▶ _出典抜粋_:
════

なかなか人には相談しにくいいぼ痔。トイレの度に下着が汚れていたり、排便時には痛みや出血を感じたり…と、不快感と戦わなければなりません。

また、どの程度ひどくなったら病院で治療を受けるべきなのか、自分では判断しにくいですよね。今回の記事では、何が原因でいぼ痔になるのか、放置していても大丈夫か、どうすれば予防できるかなどを解説します。

目次

何が原因でいぼ痔になるの?

いぼ痔(痔核)は、医学的には痔核(じかく)といいます。肛門の血流が悪くなり、組織が腫れてイボのように膨らんだものです。

肛門より内側(直腸側)にできるものを内痔核、外側にできるものを外痔核といいます。

いぼ痔になる原因としては、下記のようなことがあげられます。肛門に負担がかかることが原因です。

  • 便秘・下痢
  • 妊娠・出産
  • 長時間座りっぱなし
  • 香辛料のとりすぎ
  • 排便時にいきみすぎる
  • 身体を冷やしやすい、あるいは冷え症の方
  • 重いものを扱うことが多い

トイレで長時間にわたっていきみすぎると、肛門周囲の静脈に負担がかかるのでいぼ痔になる可能性が高くなります。

また、座りっぱなしでいることが多いと肛門付近の血管が圧迫されがちなので、デスクワークの方は注意が必要です。

════

▶ _取り組む課題_:
1 > いぼ痔についての文章から、「いぼ痔になる原因としては、下」から「になる可能性が高くなります。」までを、両端も含めて一字一句変えずに書き出してください。
2 > いぼ痔についての文章をもとに、次の問いに答えてください。
(a) いぼ痔は医学的には何と呼ばれますか?
(b) 肛門より内側(直腸側)にできるものは何といいますか?
(c) デスクワークの方に注意が必要とされるのはなぜですか?
3 > いぼ痔についての文章を、最後の文のあとから引き継いで書き進めてください。
このあとの記録は、いぼ痔についての文章とは関係がありません。

▶ _データ欄_:

════

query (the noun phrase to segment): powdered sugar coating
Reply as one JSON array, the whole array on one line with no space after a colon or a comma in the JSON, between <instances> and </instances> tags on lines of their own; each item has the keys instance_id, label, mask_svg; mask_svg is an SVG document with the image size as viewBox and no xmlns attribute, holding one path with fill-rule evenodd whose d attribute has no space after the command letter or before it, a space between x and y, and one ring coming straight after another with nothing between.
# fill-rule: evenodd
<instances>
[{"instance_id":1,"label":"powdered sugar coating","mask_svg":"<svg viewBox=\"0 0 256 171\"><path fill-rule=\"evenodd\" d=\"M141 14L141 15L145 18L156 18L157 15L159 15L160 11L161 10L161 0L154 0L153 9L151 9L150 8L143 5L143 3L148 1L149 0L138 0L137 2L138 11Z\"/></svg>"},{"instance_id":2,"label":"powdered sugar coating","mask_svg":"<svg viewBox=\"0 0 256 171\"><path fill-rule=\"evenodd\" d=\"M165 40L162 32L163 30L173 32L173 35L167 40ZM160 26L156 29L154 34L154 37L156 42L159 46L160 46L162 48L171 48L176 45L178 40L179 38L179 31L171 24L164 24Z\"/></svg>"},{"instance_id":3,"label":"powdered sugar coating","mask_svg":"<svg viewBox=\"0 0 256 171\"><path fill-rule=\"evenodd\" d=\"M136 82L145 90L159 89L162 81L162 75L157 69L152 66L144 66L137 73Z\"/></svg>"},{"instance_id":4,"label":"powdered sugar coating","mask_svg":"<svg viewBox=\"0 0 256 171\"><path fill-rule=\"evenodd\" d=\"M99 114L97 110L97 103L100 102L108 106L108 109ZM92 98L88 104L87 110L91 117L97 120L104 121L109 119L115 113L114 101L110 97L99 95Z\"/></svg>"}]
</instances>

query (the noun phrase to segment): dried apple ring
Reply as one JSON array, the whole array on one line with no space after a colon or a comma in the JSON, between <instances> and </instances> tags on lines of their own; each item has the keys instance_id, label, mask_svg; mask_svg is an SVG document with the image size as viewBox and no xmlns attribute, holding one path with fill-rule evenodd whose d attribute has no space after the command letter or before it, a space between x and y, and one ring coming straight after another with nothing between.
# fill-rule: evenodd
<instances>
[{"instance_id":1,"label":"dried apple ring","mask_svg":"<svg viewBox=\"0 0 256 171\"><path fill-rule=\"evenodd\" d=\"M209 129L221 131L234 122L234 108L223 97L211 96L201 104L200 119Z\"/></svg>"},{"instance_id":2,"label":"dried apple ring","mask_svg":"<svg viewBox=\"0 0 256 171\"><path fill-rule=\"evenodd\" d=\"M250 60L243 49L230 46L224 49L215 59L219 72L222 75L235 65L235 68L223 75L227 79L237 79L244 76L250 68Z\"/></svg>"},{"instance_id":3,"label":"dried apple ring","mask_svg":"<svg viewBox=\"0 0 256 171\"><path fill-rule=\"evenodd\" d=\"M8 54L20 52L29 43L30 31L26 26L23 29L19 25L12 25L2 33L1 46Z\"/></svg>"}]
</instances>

════

▶ _課題の解答_:
1 >
いぼ痔になる原因としては、下記のようなことがあげられます。肛門に負担がかかることが原因です。

  • 便秘・下痢
  • 妊娠・出産
  • 長時間座りっぱなし
  • 香辛料のとりすぎ
  • 排便時にいきみすぎる
  • 身体を冷やしやすい、あるいは冷え症の方
  • 重いものを扱うことが多い

トイレで長時間にわたっていきみすぎると、肛門周囲の静脈に負担がかかるのでいぼ痔になる可能性が高くなります。

2 >
(a) 痔核(じかく)
(b) 内痔核
(c) 座りっぱなしでいることが多いと、肛門付近の血管が圧迫されがちだから。

3 >
病院に行くべきタイミングと治療の内容は?

肛門疾患診療ガイドラインでは、いぼ痔(痔核)の重症度を下記のGoligher分類によって4段階に分けています。内痔核がどの程度脱出(外に飛び出る)するかで分けられます。

  • グレードI:排便時に肛門管内で痔核は膨隆するが、脱出はしない
  • グレードII:排便時に肛門外に脱出するが、排便が終わると自然に還納する
  • グレードIII:排便時に脱出し、用手的な還納が必要である
  • グレードIV:常に肛門外に脱出し、還納が不可能である

この分類のI~II(排便時に痔核が飛び出すことはない/排便時に内痔核が飛び出すが、排便後は自然にもとに戻る程度)であれば、座薬や軟膏などの保存療法や、生活習慣の見直しによって改善に向かう可能性があります。

III~IV(排便時に飛び出た痔核を手で戻さなければいけない/押し込んでも戻すことができない)場合、手術による治療が必要かどうかの検討が行われます。

痔核はこの分類以外にも、問診(これまでにかかった病気や現在の自覚症状・痛み、脱出程度、出血、排便の状態の確認など)や肛門の診察(幹部を見たり触ったりして確認)などによって判断します。

また、血便や下血といった症状がみられる場合、他の病気のおそれもあるので大腸内視鏡検査を行うことがあります。

いぼ痔を予防するための生活習慣って?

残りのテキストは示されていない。